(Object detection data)
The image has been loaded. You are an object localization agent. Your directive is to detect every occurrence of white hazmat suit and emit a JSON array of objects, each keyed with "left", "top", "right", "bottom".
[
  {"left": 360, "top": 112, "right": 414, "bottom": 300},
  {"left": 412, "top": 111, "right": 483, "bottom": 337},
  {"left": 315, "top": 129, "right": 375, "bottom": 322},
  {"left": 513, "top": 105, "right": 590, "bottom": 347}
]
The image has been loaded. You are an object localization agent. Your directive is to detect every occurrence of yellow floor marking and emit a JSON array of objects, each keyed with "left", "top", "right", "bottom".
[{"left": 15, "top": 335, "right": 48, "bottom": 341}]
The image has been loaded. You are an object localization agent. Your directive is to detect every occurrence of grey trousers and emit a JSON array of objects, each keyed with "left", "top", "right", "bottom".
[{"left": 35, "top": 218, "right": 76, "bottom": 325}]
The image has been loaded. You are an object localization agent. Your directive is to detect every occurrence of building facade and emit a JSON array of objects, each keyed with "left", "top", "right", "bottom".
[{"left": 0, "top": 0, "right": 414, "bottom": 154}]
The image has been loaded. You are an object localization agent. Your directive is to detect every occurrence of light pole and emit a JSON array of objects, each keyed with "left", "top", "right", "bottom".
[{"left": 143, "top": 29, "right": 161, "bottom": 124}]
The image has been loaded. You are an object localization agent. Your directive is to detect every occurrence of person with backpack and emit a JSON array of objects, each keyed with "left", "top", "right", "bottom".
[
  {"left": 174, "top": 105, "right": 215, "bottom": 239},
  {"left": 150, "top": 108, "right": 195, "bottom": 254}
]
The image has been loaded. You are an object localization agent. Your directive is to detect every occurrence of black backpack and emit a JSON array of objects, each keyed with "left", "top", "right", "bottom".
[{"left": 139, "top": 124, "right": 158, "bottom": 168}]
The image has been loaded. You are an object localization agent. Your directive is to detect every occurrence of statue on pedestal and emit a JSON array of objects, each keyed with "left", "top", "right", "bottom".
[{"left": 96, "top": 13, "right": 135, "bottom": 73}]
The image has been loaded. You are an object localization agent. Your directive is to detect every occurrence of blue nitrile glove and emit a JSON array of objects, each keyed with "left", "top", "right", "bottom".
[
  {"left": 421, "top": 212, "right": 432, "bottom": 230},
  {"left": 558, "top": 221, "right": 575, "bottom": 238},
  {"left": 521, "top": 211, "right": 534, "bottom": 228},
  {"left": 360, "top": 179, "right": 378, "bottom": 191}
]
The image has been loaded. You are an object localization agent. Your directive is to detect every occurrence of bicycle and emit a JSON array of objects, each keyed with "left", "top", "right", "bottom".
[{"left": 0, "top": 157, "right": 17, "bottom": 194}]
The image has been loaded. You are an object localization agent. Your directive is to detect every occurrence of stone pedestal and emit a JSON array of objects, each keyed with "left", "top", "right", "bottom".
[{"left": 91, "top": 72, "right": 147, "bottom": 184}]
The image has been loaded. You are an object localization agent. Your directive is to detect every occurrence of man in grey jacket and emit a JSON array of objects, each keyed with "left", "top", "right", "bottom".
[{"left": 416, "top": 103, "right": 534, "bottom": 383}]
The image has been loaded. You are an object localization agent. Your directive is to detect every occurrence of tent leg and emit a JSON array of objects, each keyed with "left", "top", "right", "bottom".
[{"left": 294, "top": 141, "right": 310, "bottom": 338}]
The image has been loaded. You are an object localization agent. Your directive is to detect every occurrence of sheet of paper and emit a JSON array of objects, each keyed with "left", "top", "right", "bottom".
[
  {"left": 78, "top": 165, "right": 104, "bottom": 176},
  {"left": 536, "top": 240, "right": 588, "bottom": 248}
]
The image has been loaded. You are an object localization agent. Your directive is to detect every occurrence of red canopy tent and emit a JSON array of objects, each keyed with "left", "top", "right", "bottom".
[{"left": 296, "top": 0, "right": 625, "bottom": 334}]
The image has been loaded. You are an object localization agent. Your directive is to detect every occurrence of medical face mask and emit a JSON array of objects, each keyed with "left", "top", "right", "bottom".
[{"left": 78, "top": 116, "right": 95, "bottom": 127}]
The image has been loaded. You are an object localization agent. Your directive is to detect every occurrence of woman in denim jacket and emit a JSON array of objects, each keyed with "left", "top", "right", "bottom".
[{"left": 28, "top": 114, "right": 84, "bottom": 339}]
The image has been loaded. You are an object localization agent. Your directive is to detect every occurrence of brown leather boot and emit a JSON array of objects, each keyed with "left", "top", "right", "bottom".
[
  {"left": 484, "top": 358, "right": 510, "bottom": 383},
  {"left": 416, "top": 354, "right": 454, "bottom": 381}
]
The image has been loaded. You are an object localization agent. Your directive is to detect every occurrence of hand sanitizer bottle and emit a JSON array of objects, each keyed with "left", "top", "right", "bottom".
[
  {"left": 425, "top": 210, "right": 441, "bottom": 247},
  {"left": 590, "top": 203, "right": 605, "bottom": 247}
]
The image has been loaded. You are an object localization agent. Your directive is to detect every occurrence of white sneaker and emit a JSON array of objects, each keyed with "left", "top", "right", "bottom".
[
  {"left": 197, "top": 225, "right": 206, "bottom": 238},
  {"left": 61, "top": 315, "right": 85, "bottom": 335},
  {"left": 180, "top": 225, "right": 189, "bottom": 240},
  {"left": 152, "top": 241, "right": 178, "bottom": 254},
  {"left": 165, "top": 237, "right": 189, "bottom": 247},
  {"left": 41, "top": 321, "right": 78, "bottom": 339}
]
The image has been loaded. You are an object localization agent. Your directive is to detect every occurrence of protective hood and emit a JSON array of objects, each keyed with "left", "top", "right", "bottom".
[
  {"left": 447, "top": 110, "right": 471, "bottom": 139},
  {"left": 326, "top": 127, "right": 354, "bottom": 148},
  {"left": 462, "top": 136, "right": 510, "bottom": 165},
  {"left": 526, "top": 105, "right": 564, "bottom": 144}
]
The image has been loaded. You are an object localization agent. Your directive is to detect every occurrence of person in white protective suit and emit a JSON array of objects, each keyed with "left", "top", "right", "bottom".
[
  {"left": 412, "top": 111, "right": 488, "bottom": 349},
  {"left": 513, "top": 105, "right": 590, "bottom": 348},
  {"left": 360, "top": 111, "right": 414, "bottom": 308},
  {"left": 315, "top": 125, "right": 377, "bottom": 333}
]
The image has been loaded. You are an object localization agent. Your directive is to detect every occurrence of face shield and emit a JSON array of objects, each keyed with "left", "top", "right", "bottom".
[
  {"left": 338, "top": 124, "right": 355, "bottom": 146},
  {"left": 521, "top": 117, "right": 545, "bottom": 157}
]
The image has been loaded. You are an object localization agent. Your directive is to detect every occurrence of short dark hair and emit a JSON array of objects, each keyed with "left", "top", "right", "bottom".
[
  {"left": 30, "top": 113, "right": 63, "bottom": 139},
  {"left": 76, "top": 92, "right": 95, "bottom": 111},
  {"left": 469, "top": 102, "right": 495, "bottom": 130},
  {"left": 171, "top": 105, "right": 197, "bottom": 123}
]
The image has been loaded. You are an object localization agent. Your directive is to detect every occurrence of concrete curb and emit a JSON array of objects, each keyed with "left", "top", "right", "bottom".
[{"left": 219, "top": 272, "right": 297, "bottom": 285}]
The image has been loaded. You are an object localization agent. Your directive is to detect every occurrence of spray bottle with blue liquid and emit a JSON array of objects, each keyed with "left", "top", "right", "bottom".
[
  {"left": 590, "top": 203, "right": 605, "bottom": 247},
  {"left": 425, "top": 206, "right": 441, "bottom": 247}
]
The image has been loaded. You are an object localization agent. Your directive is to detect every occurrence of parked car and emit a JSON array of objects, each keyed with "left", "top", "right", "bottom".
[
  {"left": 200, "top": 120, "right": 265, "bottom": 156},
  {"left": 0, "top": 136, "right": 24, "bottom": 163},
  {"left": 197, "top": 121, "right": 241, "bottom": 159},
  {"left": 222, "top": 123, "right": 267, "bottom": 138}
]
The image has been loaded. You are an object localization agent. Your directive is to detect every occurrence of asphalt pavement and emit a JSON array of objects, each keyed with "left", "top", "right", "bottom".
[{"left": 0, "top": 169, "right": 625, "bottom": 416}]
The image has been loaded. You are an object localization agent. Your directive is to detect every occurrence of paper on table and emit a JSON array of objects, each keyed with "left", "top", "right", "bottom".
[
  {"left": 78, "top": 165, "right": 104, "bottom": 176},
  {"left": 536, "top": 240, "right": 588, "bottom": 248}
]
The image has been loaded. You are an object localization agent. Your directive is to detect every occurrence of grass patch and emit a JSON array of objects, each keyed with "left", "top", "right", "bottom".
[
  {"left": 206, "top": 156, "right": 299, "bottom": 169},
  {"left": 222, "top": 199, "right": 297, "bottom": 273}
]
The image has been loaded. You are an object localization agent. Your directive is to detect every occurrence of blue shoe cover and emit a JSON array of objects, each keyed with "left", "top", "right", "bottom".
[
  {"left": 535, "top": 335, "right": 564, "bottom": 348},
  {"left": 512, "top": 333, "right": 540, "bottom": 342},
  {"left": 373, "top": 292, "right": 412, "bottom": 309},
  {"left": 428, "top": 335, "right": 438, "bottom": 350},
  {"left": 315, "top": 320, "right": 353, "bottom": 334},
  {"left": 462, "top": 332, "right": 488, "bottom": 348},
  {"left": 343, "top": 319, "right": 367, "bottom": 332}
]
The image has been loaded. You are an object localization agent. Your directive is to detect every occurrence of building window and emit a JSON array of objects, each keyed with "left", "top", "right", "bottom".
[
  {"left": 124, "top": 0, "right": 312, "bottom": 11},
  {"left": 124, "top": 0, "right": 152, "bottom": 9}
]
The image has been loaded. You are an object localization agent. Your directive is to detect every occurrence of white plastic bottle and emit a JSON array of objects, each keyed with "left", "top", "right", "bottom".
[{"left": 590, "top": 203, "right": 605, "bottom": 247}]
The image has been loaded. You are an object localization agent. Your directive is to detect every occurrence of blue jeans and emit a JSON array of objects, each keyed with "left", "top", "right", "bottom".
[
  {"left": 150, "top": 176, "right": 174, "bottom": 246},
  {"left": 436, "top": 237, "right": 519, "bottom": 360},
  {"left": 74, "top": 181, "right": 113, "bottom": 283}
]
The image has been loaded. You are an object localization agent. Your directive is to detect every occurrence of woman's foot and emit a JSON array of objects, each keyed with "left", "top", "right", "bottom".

**WHAT TO WORK ON:** Locate every line in the data above that contains the word "protective" and copy each of those lines. Case counts.

**COMPLETE OUTPUT:**
The image has been loaded. You are an object localization agent. Your directive is to detect every occurrence of protective hood and emit a JSON array of objects, each keyed with "left", "top", "right", "bottom".
The image has been loaded. You are an object localization agent. Your directive is to detect every occurrence of person in white protective suit and emit a JSON array of objects, each keyed with "left", "top", "right", "bottom".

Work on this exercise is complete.